(REQUIREMENTS): Omit the images. Copy each entry word for word.

Point placement records
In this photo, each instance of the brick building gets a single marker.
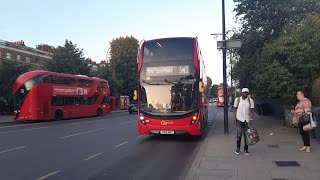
(19, 52)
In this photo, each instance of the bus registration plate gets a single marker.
(166, 132)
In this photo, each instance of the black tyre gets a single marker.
(99, 112)
(58, 115)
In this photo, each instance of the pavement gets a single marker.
(216, 159)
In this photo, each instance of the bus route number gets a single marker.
(183, 69)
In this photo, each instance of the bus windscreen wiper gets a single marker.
(167, 81)
(151, 83)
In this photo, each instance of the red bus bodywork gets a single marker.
(189, 120)
(220, 101)
(43, 95)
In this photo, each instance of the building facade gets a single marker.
(20, 53)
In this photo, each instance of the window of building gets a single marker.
(18, 57)
(28, 59)
(8, 55)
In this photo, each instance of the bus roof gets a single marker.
(170, 38)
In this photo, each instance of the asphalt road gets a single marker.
(107, 147)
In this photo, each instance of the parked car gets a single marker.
(133, 107)
(213, 100)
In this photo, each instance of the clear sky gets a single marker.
(93, 24)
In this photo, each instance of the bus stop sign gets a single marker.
(230, 44)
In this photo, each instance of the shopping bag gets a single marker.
(252, 136)
(310, 126)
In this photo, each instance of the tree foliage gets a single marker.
(123, 65)
(273, 44)
(291, 62)
(68, 59)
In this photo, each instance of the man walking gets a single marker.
(243, 115)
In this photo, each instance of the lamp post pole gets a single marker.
(224, 49)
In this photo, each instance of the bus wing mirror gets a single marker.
(135, 95)
(201, 88)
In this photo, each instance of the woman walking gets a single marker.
(304, 105)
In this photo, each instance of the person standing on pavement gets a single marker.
(243, 115)
(304, 105)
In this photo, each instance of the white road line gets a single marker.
(48, 175)
(12, 149)
(17, 125)
(93, 156)
(82, 133)
(128, 122)
(6, 132)
(84, 122)
(121, 144)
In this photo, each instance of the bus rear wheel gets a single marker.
(58, 115)
(99, 112)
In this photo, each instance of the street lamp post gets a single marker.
(224, 53)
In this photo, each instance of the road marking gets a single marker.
(48, 175)
(93, 156)
(84, 122)
(121, 144)
(6, 132)
(82, 133)
(12, 149)
(128, 122)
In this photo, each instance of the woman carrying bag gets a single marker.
(304, 105)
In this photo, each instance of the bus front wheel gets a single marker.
(58, 115)
(99, 112)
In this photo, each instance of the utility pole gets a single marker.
(224, 52)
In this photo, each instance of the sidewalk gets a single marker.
(216, 159)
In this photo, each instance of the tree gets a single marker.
(9, 72)
(68, 59)
(291, 62)
(262, 23)
(46, 47)
(123, 63)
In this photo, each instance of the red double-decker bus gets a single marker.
(42, 95)
(220, 101)
(172, 81)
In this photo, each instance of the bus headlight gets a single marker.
(194, 119)
(142, 119)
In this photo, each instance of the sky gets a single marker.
(93, 24)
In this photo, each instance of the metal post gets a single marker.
(224, 49)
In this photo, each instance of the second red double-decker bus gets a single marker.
(220, 100)
(42, 95)
(172, 81)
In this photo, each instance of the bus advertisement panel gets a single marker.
(42, 95)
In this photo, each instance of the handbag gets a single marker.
(311, 125)
(305, 118)
(252, 136)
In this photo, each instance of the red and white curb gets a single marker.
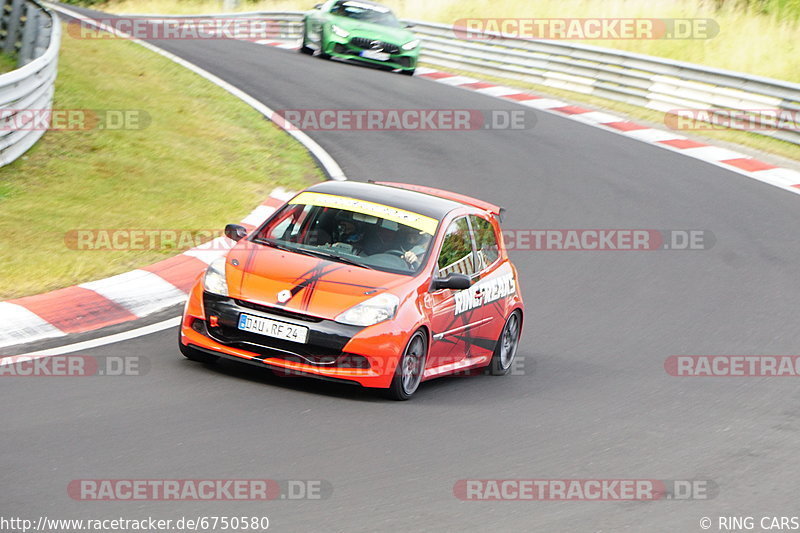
(737, 162)
(120, 298)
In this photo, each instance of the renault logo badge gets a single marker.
(284, 296)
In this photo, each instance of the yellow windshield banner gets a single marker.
(401, 216)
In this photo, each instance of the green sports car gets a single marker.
(360, 30)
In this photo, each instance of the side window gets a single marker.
(456, 255)
(487, 250)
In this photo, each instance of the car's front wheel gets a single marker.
(322, 42)
(408, 374)
(506, 349)
(304, 49)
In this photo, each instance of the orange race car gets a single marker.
(381, 284)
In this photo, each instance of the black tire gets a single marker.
(303, 48)
(506, 349)
(197, 355)
(405, 384)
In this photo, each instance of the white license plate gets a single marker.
(273, 328)
(374, 54)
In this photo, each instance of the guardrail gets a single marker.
(644, 81)
(32, 34)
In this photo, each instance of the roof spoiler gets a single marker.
(456, 197)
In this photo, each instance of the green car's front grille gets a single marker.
(367, 44)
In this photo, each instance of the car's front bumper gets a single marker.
(347, 48)
(367, 356)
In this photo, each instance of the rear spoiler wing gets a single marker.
(447, 195)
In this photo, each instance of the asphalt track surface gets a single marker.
(593, 399)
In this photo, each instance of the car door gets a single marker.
(452, 315)
(489, 286)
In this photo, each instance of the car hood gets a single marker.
(398, 36)
(316, 286)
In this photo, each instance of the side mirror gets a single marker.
(235, 232)
(457, 282)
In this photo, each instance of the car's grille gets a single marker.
(287, 350)
(253, 342)
(365, 43)
(278, 311)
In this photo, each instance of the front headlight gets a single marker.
(344, 34)
(376, 309)
(214, 280)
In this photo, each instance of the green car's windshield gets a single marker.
(365, 12)
(351, 231)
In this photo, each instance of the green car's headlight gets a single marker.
(214, 280)
(376, 309)
(339, 31)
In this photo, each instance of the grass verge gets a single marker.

(REPLY TO THE EXERCISE):
In this photo, each instance of the brick building gets a single marker.
(19, 52)
In this photo, each instance of the bus registration plate gets a single marker.
(166, 132)
In this photo, each instance of the black tyre gets a single marker.
(99, 112)
(58, 115)
In this photo, each instance of the pavement gets a single marker.
(216, 159)
In this photo, each instance of the bus route number gets a single marker.
(183, 69)
In this photo, each instance of the bus windscreen wiper gets a single marker.
(167, 81)
(151, 83)
In this photo, each instance of the red bus bodywork gets a single marker.
(189, 120)
(220, 101)
(43, 95)
In this photo, each instance of the building facade gets a single marker.
(20, 53)
In this photo, each instance of the window of building gets a single marker.
(18, 57)
(28, 59)
(8, 55)
In this photo, each instance of the bus roof gets a single marker.
(170, 38)
In this photo, each instance of the asphalt road gets a single marker.
(107, 147)
In this photo, each instance of the parked car gets a single marker.
(133, 107)
(213, 100)
In this photo, each instance of the clear sky gets a single marker.
(93, 24)
In this photo, each instance of the bus stop sign gets a single marker.
(230, 44)
In this photo, each instance of the shopping bag gets a single marker.
(252, 136)
(310, 126)
In this photo, each instance of the tree foliage gets a single marker.
(123, 65)
(273, 44)
(291, 62)
(68, 59)
In this photo, each instance of the man walking gets a single marker.
(243, 115)
In this photo, each instance of the lamp post pole gets a single marker.
(224, 49)
In this photo, each instance of the bus wing mirror gets a single marker.
(135, 95)
(201, 88)
In this photo, each instance of the woman walking gets a single marker.
(304, 105)
In this photo, each instance of the person standing on pavement gets a single marker.
(243, 115)
(304, 105)
In this photo, each instance of the white road line gets a single marker.
(48, 175)
(12, 149)
(17, 125)
(93, 156)
(82, 133)
(128, 122)
(6, 132)
(84, 122)
(121, 144)
In this photo, each instance of the bus rear wheel gets a single marker.
(58, 115)
(99, 112)
In this photo, each instance of the street lamp post gets a single marker.
(224, 53)
In this photo, each instance of the road marking gets a single marker.
(48, 175)
(93, 156)
(84, 122)
(121, 144)
(6, 132)
(82, 133)
(12, 149)
(128, 122)
In this photo, each instance of the woman carrying bag gets a single marker.
(304, 105)
In this photo, each instance of the bus front wheel gets a single marker.
(58, 115)
(99, 112)
In this photo, each instance of the utility pole gets a single marker.
(224, 52)
In this photo, each instance of the sidewalk gets a single marker.
(216, 159)
In this photo, each instance of the tree gets a single marker.
(9, 72)
(68, 59)
(291, 62)
(262, 23)
(46, 47)
(123, 63)
In this photo, each instance of the red double-decker bus gets a single marker.
(42, 95)
(220, 101)
(172, 81)
In this photo, each instance of the bus headlight gets a single marker.
(194, 119)
(142, 119)
In this photo, each instance of the sky gets a single marker.
(93, 24)
In this photo, each instance of the metal post gets a single marker.
(224, 49)
In this photo, each instance of the second red double-decker bus gets a single marker.
(220, 100)
(42, 95)
(172, 81)
In this photo, each instance of the bus advertisement panel gets a single marker.
(42, 95)
In this photo, each instance of the handbag gets a single marker.
(311, 125)
(305, 118)
(252, 136)
In this photo, each instance of the red and white curb gets a single marker.
(737, 162)
(120, 298)
In this photo, each instance of the renault logo badge gets a single marker.
(284, 296)
In this photo, each instance of the yellow windshield banner gets a single marker.
(401, 216)
In this photo, each instance of the green sports car gets a single marker.
(360, 30)
In this photo, each instance of the side window gets a single marker.
(456, 255)
(487, 250)
In this photo, each instance of the car's front wheel gets a single marker.
(322, 42)
(408, 374)
(506, 349)
(304, 49)
In this photo, each instance of the orange race car gets a single marker.
(381, 284)
In this photo, each instance of the black tire gets a single marker.
(303, 48)
(506, 349)
(197, 355)
(405, 384)
In this photo, each instance of the white license plate gets a single marker.
(273, 328)
(374, 54)
In this photo, each instance of the guardrail gets a single marker.
(644, 81)
(32, 34)
In this photo, each instance of the roof spoiler gets a single marker.
(456, 197)
In this photo, each instance of the green car's front grille gets a single marker.
(367, 44)
In this photo, each instance of the car's front bumper gets a single marker.
(347, 48)
(367, 356)
In this photo, each instance of the rear spoiler wing gets a single marker.
(447, 195)
In this photo, each instance of the asphalt track surface gets a single marker.
(593, 399)
In this photo, each instance of the car door gets a single marker.
(452, 315)
(489, 286)
In this photo, each instance of the car hood gets a single marker.
(398, 36)
(316, 286)
In this photo, each instance of the side mirror gets a single marker.
(235, 232)
(457, 282)
In this photo, each instance of the car's grille gets a single marker.
(287, 350)
(253, 342)
(365, 43)
(278, 311)
In this photo, each instance of the front headlight gets a single marker.
(344, 34)
(376, 309)
(214, 280)
In this photo, each instance of the green car's windshield gets a single marker.
(365, 12)
(351, 231)
In this photo, each instance of the green car's headlight gets a single marker.
(214, 280)
(376, 309)
(339, 31)
In this photo, each instance of the grass verge gets a single marker.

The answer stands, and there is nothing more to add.